EXERCISE>
Render the lines from the one holding "of the rolling" through the end of the rows, inclusive, as a Markdown table with the columns No. and Line. Number each line in No., and leave out blank lines.

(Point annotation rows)
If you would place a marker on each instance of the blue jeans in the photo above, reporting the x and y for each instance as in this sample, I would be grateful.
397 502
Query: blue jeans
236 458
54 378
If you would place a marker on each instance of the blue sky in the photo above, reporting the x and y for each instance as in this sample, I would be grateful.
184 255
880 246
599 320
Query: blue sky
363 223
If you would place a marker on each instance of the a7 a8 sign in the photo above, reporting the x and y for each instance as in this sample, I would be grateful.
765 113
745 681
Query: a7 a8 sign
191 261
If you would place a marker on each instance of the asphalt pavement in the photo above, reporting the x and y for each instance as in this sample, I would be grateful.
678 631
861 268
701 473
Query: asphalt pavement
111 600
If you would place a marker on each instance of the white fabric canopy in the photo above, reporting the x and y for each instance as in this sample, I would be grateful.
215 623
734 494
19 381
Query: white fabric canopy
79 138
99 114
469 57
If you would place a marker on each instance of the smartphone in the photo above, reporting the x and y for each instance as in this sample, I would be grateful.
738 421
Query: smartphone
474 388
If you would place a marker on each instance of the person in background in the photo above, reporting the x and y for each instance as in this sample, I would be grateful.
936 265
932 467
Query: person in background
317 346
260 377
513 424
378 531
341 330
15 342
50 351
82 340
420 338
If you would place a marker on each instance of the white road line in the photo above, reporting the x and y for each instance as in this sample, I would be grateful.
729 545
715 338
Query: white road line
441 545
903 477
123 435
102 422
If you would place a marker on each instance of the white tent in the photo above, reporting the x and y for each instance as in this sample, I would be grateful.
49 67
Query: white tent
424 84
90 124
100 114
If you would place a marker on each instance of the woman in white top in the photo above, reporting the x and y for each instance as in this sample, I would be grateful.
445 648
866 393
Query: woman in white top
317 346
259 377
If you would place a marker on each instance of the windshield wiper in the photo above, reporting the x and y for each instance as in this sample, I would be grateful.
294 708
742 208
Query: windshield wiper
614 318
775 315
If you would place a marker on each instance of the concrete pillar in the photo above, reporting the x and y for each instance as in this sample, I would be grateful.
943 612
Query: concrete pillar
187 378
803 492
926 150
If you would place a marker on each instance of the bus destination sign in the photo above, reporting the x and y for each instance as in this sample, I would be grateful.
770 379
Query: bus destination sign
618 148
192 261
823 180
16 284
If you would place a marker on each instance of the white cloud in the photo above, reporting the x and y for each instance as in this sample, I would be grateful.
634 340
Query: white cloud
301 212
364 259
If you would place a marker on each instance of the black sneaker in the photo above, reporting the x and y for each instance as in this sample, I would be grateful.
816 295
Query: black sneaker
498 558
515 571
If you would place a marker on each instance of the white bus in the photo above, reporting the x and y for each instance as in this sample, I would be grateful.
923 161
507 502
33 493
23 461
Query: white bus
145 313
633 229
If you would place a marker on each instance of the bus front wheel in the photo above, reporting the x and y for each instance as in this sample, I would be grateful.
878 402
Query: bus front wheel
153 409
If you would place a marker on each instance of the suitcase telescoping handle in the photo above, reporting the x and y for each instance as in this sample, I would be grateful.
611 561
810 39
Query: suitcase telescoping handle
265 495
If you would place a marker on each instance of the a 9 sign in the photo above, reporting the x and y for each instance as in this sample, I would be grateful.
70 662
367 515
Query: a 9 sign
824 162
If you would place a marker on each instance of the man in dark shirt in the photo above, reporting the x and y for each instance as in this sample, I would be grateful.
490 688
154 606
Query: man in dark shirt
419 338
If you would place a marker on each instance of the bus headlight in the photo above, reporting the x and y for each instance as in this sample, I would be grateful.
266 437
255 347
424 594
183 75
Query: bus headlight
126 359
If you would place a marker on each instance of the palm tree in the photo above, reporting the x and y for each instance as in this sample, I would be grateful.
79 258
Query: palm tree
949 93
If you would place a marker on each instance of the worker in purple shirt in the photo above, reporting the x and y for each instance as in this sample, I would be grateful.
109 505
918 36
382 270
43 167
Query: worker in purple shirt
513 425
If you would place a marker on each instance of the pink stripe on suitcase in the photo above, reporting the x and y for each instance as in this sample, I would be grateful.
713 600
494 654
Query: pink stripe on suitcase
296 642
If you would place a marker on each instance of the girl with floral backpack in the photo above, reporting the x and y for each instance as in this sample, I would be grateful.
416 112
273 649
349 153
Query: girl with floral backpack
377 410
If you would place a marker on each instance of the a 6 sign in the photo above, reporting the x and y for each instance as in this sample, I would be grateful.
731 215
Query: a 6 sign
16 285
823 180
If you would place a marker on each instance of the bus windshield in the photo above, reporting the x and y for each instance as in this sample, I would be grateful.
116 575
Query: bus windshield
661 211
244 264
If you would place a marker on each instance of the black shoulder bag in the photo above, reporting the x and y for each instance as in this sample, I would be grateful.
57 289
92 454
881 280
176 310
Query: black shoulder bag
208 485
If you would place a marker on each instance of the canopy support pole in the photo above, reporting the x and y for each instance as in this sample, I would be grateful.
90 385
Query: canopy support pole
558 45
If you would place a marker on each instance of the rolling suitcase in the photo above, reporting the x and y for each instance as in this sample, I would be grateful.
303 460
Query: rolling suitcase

FULL SOLUTION>
| No. | Line |
|---|---|
| 1 | If you would place a marker on each instance of the rolling suitcase in the photo above, reporting the x and y for each instance as in this sample, I would be grateful. |
| 2 | 303 460 |
| 3 | Query: rolling suitcase |